*** Extract provided ***

The US economy and the US consumer, and therefore, the global economy, which is dependent upon the US consumer, WILL NOT RECOVER until they FIX HOUSING. DO HOLC.
ONLY TOTAL SHILLS ARE STILL YAMMERING THAT THIS IS A BLIP AND HOUSING WILL FIND IT’S ‘TRUE BOTTOM’, THE SUPPLY IS 2 YRS AND GROWING WITH THE STRUCTURAL UE ISSUE, IT WILL JUST KEEP
Obama and Geithner have left the BANKS in charge of this, the GSEs and the TBTF keep shuffling paper back and forth for buybacks and assorted BS. GET REAL, THE TAXPAYERS ARE ON THE HOOK FOR ALL OF IT AND WE ALL KNOW IT, JUST BITE THE BULLET AND DO THE DAMNED WRITE DOWNS.
The TBTF seem to be incapable of doing what NEEDS to be done to allow the economy to recover, the CONSUMER needs to be deleveraged from their massive housing debt. JUST DO IT.
..The Standard & Poor’s/Case-Shiller composite index of 20 metropolitan areas declined 1.0 percent in October from September on a seasonally adjusted basis, a much steeper drop than the 0.6 percent fall expected by economists….
Housing: State AGs testify before Senate Banking Cmte on foreclosure fraud 2:30pm ET; securitization lobby strikes back at TARP COP report on failures
Update 7: Video added of Levitan explaining the losses must be taken, still, and the US taxpayer isnt taking them this time, no more bailouts, thus the TBTF need to eat the shxt they created. and added video of NACA calling out Lowman of Chase. Clips courtesy of CSPAN and FDL TV
Update 6: Perfect end to this, Diana Olick, via ZeroHedge, reports the AGs are gonna kill the investigation and cut a WEAK deal to have some pitiful fund for possible restitution to ‘wronged’ homeowners, and an attempt to end the two track system wherein banks keep foreclosure proceedings open, timeline evolving, while evaluating homeowners for mods. Like I said, WEAK. We need HOLC but we arent gonna get it. Lack of leadership.
My totally unprofessional advice: if you were reamed by servicers with fees and gouged with atty fees or forced placed insurance, or foreclosed on while in HAMP trial modification, or HAMP application process, then contact your STATE AG NOW. File a complaint with your state AG NOW.
Update 5: WSJ reports on modifications being the tool of choice for the AG settlement options and the legislators.
Update 4: Hmmm. CFO of Fannie resigns.

*** Input rows ***

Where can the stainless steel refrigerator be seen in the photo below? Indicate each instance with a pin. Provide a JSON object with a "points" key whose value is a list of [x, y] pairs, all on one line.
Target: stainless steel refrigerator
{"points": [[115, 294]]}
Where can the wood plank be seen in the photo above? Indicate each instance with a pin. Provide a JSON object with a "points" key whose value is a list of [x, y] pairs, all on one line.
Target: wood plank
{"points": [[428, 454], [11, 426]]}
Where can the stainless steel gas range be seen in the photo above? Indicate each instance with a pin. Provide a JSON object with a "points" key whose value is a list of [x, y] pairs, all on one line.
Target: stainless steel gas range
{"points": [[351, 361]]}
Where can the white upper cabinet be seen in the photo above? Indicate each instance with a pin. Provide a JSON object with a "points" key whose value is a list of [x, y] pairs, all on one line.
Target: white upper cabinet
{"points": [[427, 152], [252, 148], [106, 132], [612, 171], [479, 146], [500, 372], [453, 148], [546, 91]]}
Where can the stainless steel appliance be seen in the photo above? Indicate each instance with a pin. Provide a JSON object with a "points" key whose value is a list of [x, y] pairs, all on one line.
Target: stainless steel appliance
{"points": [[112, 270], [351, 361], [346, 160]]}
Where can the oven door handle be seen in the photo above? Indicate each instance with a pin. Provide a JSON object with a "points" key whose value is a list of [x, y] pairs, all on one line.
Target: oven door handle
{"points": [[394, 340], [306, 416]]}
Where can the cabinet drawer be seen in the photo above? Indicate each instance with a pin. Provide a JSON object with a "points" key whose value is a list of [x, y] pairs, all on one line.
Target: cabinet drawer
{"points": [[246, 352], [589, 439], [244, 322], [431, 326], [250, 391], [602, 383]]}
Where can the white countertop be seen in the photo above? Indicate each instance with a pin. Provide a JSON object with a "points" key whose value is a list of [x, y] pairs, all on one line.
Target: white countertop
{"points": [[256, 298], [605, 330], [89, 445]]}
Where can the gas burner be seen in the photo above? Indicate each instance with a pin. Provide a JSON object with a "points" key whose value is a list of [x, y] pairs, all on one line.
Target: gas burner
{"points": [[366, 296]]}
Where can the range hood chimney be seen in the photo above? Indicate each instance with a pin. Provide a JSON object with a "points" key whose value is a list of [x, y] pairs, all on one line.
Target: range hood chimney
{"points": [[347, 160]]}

***

## Actions to take
**1)** Turn the records into a JSON list of strings, one string per line with blank lines left out, starting at the line that contains "Where can the white countertop" and going through the last line of the records.
**2)** Carry on the housing post from its final line.
The housing post and the records are two unrelated pieces of material.

## Exercise responses
**1)**
[
  "Where can the white countertop be seen in the photo above? Indicate each instance with a pin. Provide a JSON object with a \"points\" key whose value is a list of [x, y] pairs, all on one line.",
  "Target: white countertop",
  "{\"points\": [[256, 298], [605, 330], [89, 445]]}",
  "Where can the gas burner be seen in the photo above? Indicate each instance with a pin. Provide a JSON object with a \"points\" key whose value is a list of [x, y] pairs, all on one line.",
  "Target: gas burner",
  "{\"points\": [[366, 296]]}",
  "Where can the range hood chimney be seen in the photo above? Indicate each instance with a pin. Provide a JSON object with a \"points\" key whose value is a list of [x, y] pairs, all on one line.",
  "Target: range hood chimney",
  "{\"points\": [[347, 160]]}"
]

**2)**
Update 3: Well it’s an oligarchy folks and the TBTF are in control. WASS. I disagree with David Dayen of FDL on practically everything, but he has been doing an excellent job following the foreclosure and housing crisis and the impact on the economy at large and we concur on this issue. He live blogged the hearing today here.
…Dodd says he held a summit on how to handle foreclosures with servicers in 2007. Servicers agreed to modifications, added resources to deal with the scale of delinquencies. Despite agreeing to that, the servicers simply failed to do any of this.
Dodd mentions people losing their homes without having mortgages. Banks were “too quick” to call robo-signing scandal a technical problem, seem emblematic of much deeper problems with servicing practices “putting homeowners at risk.” The current servicer business model “is broken” and not equipped to deal with the current crisis. Mentions financial disincentives to modification among servicers. Could be “extensive problems” throughout the servicing process. Quotes Sarah Bloom Raskin on all the servicer fraud. “Service-driven defaults,” mentions “forced-place insurance” scandal, failure to record transfer, failure to administer HAMP, failure to meet requirements of foreclosure process, and failure to manage trusts under pooling and servicing agreements.
Mentions COP report and systemic risk.
Dodd says he created Financial Stability Oversight Council to deal with exactly this issue. That’s a big deal; the FSOC doesn’t think this is a systemic risk.
Dodd says we need more robust loan modifications with real principal forgiveness, but should expedite foreclosures where the homes are vacant. Must put an end to this housing crisis….(go read the whole live blog!)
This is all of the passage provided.